▶ Task requirements
Where does the string "clicks" appear in the listing below? Copy every line where it does.

▶ Data supplied
# # # #

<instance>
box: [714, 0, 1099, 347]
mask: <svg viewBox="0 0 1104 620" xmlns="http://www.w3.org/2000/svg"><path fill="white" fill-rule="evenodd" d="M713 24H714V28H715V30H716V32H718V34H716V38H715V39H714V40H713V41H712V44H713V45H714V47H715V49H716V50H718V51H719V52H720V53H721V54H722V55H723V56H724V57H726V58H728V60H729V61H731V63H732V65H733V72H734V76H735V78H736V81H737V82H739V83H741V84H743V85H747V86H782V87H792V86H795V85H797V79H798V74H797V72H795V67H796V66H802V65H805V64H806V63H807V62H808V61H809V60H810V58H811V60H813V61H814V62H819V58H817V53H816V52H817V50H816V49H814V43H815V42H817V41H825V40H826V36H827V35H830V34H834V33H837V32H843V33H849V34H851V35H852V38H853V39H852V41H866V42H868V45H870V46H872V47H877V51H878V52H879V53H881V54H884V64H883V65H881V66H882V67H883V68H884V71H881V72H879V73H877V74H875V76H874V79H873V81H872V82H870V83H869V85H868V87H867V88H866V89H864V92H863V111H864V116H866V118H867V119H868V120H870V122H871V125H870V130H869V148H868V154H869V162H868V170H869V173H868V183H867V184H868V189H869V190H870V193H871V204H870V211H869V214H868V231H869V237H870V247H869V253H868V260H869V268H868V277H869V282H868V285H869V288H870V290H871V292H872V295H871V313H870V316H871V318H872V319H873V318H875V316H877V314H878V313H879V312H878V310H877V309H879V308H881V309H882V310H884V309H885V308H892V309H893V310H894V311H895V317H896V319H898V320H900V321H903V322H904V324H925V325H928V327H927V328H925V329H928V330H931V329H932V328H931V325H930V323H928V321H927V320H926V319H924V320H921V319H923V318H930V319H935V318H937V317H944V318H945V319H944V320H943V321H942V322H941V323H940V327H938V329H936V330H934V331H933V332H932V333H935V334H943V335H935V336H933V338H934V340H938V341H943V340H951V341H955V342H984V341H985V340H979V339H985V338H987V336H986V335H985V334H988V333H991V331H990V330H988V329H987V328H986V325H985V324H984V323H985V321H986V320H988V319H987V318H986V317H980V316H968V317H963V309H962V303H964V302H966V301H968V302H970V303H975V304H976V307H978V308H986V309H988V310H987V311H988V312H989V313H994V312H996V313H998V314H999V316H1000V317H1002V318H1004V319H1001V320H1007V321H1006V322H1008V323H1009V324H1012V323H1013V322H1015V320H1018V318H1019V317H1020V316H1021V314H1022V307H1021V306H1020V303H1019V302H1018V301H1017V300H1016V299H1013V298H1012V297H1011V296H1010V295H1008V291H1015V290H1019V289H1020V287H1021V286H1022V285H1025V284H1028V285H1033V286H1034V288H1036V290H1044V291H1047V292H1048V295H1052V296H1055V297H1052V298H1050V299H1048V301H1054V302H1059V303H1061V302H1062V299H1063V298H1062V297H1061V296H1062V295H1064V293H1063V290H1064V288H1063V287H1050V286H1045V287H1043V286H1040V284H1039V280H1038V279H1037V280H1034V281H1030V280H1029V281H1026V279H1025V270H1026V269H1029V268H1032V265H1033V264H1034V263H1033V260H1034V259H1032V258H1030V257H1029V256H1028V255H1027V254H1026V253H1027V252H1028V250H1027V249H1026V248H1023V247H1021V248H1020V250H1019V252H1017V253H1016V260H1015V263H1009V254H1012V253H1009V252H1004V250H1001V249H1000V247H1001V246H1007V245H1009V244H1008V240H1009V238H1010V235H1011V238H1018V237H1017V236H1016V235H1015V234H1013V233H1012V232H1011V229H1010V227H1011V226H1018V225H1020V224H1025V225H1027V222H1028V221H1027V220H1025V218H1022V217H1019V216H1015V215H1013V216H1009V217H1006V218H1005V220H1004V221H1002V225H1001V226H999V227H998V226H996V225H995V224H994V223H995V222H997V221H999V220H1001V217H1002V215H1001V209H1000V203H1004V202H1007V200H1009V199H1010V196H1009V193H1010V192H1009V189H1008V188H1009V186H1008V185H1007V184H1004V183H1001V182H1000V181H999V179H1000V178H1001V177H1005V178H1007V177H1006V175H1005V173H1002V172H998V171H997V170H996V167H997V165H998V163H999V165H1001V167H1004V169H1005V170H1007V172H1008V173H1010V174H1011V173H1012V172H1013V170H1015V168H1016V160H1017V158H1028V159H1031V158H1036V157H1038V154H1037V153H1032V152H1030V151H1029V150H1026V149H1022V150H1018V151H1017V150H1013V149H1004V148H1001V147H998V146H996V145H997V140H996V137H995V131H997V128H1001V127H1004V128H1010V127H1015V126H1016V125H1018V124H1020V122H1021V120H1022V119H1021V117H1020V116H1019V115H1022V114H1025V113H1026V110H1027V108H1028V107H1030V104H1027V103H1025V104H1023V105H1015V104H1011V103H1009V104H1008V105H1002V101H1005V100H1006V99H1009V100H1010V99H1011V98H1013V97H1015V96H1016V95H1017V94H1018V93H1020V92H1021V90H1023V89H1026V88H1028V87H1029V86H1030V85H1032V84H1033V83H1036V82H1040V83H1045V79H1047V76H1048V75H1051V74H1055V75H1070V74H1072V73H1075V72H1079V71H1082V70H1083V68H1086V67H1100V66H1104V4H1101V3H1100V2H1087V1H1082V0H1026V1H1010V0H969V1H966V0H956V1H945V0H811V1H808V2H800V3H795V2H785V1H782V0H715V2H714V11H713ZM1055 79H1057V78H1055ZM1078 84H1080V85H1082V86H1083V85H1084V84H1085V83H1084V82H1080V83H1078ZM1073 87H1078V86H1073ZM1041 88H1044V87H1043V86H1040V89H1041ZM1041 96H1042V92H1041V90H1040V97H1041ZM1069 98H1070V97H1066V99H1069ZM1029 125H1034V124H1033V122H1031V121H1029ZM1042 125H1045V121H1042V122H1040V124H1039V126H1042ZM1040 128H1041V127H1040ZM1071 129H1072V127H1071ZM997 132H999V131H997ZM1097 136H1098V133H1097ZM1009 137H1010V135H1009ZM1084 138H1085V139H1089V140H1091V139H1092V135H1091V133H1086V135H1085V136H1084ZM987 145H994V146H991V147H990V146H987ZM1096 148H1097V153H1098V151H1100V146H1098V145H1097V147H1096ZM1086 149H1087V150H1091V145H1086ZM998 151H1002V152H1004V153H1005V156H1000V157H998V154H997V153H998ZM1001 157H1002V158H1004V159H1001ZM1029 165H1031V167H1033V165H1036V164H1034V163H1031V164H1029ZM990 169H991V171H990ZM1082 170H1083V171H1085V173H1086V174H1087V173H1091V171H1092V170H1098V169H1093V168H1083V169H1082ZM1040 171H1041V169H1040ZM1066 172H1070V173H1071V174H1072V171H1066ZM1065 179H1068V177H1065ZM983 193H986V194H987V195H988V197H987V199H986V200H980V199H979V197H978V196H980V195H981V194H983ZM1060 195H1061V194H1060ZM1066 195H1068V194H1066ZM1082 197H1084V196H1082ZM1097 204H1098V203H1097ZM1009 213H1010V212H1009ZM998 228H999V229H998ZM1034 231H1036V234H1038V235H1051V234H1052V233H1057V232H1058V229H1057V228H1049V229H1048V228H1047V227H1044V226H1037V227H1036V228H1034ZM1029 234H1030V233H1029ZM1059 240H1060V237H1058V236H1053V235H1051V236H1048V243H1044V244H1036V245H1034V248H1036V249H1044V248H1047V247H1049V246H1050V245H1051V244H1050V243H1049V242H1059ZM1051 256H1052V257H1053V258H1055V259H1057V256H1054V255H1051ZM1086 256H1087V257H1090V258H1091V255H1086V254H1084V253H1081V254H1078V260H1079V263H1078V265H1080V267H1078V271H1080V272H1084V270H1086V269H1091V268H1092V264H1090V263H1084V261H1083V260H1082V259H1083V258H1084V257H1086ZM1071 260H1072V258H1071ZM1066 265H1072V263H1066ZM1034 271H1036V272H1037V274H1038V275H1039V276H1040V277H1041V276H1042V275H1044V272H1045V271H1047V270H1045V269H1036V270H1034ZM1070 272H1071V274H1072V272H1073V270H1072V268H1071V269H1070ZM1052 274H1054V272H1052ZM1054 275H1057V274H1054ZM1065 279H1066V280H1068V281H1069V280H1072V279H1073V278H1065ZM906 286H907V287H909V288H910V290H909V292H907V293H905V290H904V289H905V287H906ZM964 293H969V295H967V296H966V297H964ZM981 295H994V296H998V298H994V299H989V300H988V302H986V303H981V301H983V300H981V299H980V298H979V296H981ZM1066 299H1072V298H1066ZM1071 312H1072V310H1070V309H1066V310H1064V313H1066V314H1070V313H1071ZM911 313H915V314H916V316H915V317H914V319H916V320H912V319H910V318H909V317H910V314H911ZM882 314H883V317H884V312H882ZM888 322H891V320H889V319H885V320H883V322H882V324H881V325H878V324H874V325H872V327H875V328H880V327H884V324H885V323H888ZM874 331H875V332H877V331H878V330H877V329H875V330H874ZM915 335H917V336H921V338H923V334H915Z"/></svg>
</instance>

# # # #

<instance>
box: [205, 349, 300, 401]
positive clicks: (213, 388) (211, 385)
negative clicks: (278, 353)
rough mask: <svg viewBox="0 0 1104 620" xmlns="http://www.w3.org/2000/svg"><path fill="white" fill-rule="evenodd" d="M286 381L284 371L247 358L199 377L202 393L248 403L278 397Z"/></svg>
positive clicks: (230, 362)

# # # #

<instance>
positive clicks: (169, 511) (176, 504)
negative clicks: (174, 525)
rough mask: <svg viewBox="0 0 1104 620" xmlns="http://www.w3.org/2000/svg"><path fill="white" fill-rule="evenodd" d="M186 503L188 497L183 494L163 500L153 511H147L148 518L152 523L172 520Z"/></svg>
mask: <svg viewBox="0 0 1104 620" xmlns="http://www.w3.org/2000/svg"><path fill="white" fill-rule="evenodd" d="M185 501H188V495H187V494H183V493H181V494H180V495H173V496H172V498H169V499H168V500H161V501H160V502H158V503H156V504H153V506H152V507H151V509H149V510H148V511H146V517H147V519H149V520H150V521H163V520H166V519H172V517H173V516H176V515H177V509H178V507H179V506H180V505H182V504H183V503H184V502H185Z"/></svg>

# # # #

▶ Finished exercise
positive clicks: (213, 388) (211, 385)
negative clicks: (278, 353)
positive clicks: (230, 362)
positive clicks: (169, 511) (176, 504)
negative clicks: (174, 525)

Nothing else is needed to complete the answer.